### Your instructions
All that should come back is the lines of the data below from the one containing "Locate the gray" to the one containing "cable so a suction gripper can reach it.", inclusive, exactly as they stand.

Free-text object descriptions

════

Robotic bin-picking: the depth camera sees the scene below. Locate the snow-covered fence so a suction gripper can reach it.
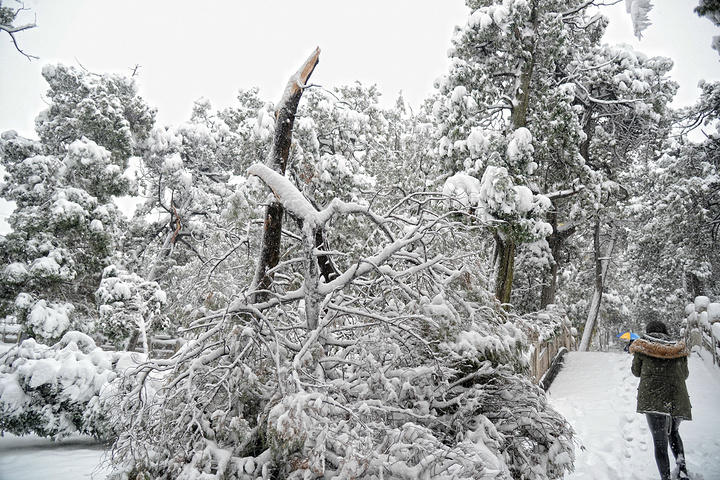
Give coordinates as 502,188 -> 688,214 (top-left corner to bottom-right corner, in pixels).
522,306 -> 577,389
0,320 -> 21,343
100,334 -> 182,358
146,334 -> 183,358
684,296 -> 720,366
0,323 -> 181,357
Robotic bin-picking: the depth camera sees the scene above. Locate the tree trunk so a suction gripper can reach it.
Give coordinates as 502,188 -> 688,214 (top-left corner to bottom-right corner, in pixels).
684,270 -> 704,298
251,48 -> 321,302
302,223 -> 320,330
509,2 -> 538,130
498,2 -> 537,305
578,219 -> 615,351
494,232 -> 515,305
541,204 -> 577,308
315,229 -> 339,283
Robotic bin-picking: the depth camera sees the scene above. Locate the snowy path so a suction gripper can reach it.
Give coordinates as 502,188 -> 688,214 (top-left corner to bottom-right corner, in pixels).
547,351 -> 720,480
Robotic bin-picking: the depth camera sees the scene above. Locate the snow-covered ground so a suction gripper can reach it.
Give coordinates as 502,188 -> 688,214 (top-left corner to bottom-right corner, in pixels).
1,347 -> 719,479
0,433 -> 111,479
547,351 -> 720,480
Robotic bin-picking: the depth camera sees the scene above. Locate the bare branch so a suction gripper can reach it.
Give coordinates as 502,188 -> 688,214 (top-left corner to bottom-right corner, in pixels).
0,2 -> 37,60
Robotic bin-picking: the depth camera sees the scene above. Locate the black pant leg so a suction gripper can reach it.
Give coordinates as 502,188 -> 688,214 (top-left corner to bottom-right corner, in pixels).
646,413 -> 671,480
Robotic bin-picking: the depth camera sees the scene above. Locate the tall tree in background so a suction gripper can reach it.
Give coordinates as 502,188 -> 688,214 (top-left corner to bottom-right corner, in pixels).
432,0 -> 606,305
0,64 -> 155,342
620,80 -> 720,328
570,45 -> 676,350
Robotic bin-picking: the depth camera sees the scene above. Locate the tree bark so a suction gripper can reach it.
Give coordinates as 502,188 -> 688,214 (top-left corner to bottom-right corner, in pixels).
494,232 -> 515,305
315,229 -> 339,283
509,2 -> 538,130
251,48 -> 320,301
496,2 -> 537,305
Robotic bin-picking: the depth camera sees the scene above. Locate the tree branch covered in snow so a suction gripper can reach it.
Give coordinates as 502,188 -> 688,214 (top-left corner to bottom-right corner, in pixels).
625,0 -> 653,39
99,175 -> 574,479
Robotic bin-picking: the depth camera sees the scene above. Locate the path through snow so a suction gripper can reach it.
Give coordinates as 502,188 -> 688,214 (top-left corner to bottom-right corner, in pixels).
547,351 -> 720,480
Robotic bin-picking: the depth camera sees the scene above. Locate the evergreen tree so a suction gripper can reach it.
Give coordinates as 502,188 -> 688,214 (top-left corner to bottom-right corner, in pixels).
621,81 -> 720,326
433,0 -> 606,306
0,64 -> 155,342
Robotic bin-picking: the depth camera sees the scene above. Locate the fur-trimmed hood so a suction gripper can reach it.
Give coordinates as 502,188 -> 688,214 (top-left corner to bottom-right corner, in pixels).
630,337 -> 689,359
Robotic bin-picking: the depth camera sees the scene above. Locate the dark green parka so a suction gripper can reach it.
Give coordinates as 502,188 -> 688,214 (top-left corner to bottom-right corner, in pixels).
630,335 -> 692,420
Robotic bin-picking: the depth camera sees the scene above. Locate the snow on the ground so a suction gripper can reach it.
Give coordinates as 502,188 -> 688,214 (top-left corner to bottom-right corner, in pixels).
1,345 -> 719,479
547,351 -> 720,480
0,433 -> 111,479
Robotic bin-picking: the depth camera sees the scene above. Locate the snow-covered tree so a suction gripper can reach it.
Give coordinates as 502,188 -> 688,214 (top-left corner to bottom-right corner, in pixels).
123,91 -> 274,341
621,81 -> 720,326
95,265 -> 170,352
566,44 -> 677,350
292,84 -> 379,208
432,0 -> 607,305
0,63 -> 155,342
36,64 -> 155,164
0,134 -> 126,340
104,160 -> 574,480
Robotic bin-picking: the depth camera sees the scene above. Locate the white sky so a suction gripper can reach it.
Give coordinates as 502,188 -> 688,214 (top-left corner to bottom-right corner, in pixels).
0,0 -> 719,233
0,0 -> 471,137
1,1 -> 718,136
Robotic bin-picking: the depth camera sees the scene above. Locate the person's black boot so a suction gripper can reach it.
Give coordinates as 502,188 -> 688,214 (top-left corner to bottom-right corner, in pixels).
674,452 -> 689,479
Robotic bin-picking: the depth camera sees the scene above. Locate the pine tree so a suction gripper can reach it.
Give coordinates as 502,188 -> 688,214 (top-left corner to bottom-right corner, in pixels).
0,64 -> 155,342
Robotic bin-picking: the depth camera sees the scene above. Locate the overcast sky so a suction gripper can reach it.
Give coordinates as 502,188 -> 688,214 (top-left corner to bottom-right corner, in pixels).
0,0 -> 471,136
1,1 -> 718,136
0,0 -> 719,233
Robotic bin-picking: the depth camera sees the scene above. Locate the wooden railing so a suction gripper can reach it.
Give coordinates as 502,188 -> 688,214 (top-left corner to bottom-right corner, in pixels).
143,334 -> 183,358
684,296 -> 720,367
522,307 -> 577,390
0,321 -> 21,344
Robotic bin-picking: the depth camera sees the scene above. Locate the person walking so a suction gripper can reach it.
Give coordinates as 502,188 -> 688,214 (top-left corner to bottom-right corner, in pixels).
630,320 -> 692,480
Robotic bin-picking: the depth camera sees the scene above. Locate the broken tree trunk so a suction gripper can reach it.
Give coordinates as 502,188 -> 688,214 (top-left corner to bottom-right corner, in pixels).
251,48 -> 321,302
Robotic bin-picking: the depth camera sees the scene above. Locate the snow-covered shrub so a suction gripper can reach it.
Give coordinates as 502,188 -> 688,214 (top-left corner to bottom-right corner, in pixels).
6,292 -> 75,342
0,331 -> 142,440
95,265 -> 169,351
24,299 -> 74,341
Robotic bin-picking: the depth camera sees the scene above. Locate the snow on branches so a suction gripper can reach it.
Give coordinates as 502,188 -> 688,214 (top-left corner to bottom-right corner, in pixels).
626,0 -> 653,39
0,331 -> 144,440
103,178 -> 574,479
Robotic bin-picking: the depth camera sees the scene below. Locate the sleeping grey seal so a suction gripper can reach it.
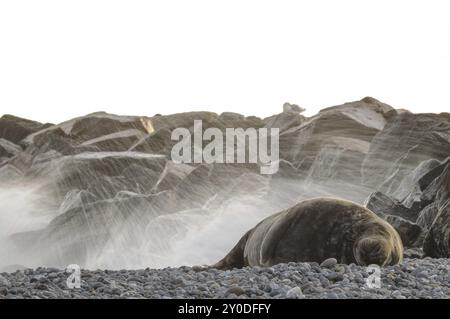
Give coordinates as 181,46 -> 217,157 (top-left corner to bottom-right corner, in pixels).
213,198 -> 403,269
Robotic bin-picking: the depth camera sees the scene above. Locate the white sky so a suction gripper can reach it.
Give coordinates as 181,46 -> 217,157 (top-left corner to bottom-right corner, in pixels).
0,0 -> 449,124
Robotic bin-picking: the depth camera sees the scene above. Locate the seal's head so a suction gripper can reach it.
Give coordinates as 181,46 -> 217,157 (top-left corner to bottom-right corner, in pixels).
354,236 -> 391,266
354,234 -> 403,266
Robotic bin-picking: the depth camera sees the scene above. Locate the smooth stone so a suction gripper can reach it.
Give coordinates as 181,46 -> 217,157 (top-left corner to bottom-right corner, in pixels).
286,287 -> 304,299
320,258 -> 338,268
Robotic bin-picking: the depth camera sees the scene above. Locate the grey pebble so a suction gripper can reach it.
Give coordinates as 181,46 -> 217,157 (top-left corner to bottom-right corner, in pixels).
286,287 -> 304,299
320,258 -> 338,268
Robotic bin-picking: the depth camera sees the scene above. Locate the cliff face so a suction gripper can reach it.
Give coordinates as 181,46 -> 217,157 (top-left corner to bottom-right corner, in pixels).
0,97 -> 449,269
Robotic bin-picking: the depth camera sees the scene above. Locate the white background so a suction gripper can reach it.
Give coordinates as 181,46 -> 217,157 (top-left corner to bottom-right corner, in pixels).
0,0 -> 449,123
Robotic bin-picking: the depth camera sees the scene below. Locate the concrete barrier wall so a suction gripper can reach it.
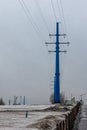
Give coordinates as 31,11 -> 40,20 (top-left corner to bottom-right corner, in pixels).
55,102 -> 81,130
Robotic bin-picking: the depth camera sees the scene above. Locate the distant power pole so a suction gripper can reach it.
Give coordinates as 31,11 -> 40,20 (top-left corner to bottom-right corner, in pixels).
23,96 -> 25,105
46,22 -> 69,103
20,96 -> 22,105
9,99 -> 11,105
13,96 -> 17,105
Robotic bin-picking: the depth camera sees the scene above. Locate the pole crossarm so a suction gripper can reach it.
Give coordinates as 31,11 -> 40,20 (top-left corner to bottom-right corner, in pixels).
59,50 -> 67,53
59,42 -> 70,45
49,34 -> 66,37
59,34 -> 66,37
48,50 -> 56,53
46,42 -> 70,45
45,42 -> 56,45
48,50 -> 67,53
49,34 -> 56,36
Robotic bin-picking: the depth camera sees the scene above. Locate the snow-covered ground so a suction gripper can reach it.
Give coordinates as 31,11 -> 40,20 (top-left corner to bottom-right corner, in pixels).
0,104 -> 74,130
0,111 -> 38,130
0,105 -> 55,111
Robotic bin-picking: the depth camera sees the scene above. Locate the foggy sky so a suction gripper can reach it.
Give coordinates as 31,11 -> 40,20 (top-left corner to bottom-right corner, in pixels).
0,0 -> 87,104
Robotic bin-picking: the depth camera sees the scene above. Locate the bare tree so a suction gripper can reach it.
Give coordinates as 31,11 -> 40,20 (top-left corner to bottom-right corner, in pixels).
50,93 -> 55,104
60,92 -> 66,105
50,92 -> 66,104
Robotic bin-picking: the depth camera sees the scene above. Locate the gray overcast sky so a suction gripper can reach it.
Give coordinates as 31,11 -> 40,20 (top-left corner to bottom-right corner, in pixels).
0,0 -> 87,104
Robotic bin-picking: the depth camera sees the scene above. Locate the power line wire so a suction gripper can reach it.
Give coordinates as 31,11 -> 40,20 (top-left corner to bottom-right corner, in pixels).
18,0 -> 35,29
22,0 -> 45,41
51,0 -> 57,22
59,0 -> 69,40
56,0 -> 66,37
33,0 -> 50,33
18,0 -> 45,42
56,0 -> 62,21
33,0 -> 51,52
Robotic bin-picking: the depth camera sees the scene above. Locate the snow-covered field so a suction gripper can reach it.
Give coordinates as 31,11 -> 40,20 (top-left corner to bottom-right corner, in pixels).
0,111 -> 38,130
0,104 -> 73,130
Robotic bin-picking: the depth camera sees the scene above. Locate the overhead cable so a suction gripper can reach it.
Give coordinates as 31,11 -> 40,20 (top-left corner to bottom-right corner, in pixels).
59,0 -> 68,36
18,0 -> 45,42
34,0 -> 50,33
56,0 -> 62,21
51,0 -> 57,22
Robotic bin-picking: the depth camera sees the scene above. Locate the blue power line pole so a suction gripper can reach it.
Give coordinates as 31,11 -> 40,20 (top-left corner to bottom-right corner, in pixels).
46,22 -> 69,104
54,22 -> 60,103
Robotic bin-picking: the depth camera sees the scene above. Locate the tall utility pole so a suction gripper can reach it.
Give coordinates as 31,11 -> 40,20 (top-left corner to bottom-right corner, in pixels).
46,22 -> 69,103
55,22 -> 60,103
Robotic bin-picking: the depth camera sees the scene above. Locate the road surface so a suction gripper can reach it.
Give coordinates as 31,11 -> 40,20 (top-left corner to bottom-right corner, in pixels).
78,105 -> 87,130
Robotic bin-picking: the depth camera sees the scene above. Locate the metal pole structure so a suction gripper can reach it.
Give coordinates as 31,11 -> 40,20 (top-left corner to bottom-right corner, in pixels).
46,22 -> 69,104
54,22 -> 60,103
23,96 -> 25,105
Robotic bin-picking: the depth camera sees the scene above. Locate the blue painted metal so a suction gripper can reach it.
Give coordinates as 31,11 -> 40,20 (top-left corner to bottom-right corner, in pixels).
54,22 -> 60,103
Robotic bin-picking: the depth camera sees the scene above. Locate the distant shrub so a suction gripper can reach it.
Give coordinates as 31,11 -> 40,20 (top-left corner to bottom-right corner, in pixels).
50,93 -> 55,104
50,92 -> 66,105
0,98 -> 5,105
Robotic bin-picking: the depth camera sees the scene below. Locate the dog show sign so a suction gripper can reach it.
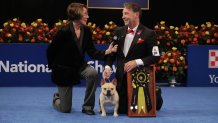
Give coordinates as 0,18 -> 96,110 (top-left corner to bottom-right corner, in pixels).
187,45 -> 218,87
127,65 -> 156,117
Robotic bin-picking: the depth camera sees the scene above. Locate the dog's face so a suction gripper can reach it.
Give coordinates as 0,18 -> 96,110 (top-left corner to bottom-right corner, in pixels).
101,79 -> 117,97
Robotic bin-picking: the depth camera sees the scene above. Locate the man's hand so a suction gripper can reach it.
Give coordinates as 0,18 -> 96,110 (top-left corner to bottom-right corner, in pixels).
105,42 -> 118,55
102,66 -> 112,80
124,60 -> 137,72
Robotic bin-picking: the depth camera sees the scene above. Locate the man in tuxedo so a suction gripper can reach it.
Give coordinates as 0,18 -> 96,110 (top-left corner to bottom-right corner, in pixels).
103,2 -> 160,114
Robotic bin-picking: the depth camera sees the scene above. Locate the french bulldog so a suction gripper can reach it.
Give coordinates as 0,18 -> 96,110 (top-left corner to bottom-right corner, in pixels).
99,79 -> 119,117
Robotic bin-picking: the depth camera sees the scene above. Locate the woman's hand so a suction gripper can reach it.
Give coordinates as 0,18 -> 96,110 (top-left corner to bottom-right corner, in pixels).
105,42 -> 118,55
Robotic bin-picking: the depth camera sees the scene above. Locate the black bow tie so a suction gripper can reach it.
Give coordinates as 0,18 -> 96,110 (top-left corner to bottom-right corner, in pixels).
127,29 -> 134,35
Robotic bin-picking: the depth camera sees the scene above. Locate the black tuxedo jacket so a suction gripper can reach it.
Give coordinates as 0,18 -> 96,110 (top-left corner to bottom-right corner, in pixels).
47,22 -> 105,86
105,24 -> 160,88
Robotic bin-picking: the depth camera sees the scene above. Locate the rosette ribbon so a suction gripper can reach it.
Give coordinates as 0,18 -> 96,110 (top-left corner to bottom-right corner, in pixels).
130,67 -> 152,114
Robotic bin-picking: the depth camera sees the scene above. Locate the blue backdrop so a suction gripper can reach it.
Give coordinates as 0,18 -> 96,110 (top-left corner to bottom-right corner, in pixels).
2,44 -> 218,87
0,43 -> 114,87
187,45 -> 218,87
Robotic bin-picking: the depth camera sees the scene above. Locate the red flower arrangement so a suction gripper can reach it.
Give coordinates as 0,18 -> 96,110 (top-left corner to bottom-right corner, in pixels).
176,22 -> 199,55
154,21 -> 179,52
27,19 -> 51,43
49,19 -> 68,43
87,22 -> 104,44
155,47 -> 187,81
0,18 -> 51,43
0,18 -> 27,43
87,21 -> 117,44
101,21 -> 117,44
198,22 -> 218,45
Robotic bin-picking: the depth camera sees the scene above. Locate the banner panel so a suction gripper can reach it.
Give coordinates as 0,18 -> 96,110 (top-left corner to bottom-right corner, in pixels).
0,44 -> 115,87
87,0 -> 149,10
187,45 -> 218,87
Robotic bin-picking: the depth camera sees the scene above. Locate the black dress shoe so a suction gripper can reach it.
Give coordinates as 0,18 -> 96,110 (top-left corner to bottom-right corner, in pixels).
82,109 -> 96,115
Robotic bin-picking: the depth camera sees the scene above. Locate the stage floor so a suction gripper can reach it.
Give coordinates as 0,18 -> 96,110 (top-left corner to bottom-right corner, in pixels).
0,87 -> 218,123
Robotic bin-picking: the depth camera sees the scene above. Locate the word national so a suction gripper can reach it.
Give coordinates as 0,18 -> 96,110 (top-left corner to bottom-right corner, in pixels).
0,60 -> 51,73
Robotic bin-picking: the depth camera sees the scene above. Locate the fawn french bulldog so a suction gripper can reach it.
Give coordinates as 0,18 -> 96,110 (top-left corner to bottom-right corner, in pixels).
99,79 -> 119,117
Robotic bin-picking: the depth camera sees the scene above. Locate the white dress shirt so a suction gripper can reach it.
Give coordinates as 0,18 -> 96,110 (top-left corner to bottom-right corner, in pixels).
123,26 -> 144,66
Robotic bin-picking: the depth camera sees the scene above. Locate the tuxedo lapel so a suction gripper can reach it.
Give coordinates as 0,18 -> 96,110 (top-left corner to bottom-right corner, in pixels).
118,26 -> 128,57
126,25 -> 144,56
119,26 -> 128,55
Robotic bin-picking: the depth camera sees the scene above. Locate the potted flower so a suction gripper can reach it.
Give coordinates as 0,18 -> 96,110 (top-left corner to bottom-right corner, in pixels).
155,47 -> 187,86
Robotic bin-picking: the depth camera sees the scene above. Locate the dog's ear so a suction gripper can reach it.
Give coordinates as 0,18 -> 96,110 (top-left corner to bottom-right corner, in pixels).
112,79 -> 117,86
101,79 -> 106,86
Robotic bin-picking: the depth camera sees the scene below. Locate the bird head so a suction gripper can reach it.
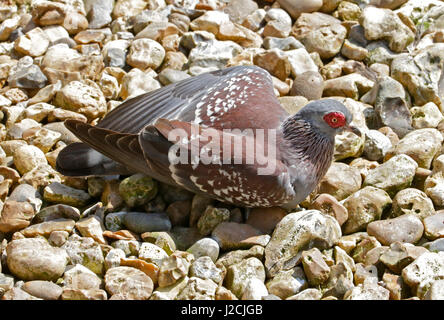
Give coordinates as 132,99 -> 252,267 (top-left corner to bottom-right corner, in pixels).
294,99 -> 362,139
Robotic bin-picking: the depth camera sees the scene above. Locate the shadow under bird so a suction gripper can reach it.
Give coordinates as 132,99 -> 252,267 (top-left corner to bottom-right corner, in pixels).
56,65 -> 361,209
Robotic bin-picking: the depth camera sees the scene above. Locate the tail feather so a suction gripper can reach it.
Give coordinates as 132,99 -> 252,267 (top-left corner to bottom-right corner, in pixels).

════

### Task answer
Robotic bin-picking: the depth camera sees the scene above. Locate the gray overcast sky so a suction gripper can reach it.
Give coordinates as 31,11 -> 40,20 (top-left corner to bottom-right corner, in pixels).
0,0 -> 87,104
Robotic bin-picking: the depth camera sees the scene above. Locate the power line wire so a suction gripper can reach it.
Give coordinates as 31,11 -> 40,20 (top-left corner to bottom-right corner, in pixels).
18,0 -> 35,29
22,0 -> 45,41
51,0 -> 57,22
59,0 -> 69,40
56,0 -> 66,37
33,0 -> 50,33
18,0 -> 45,42
56,0 -> 62,21
33,0 -> 51,52
Robotic bin-picking: the depth camera sees the scene above. Locate the snow-covered field so a suction gripper can reach it.
Give coordinates as 31,11 -> 40,20 (top-left corner to bottom-right corner, in pixels).
0,111 -> 38,130
0,104 -> 73,130
Robotic bin-picking: the depth camera sees the scene above. Locate the overhead cable so a suction gripper can reach it.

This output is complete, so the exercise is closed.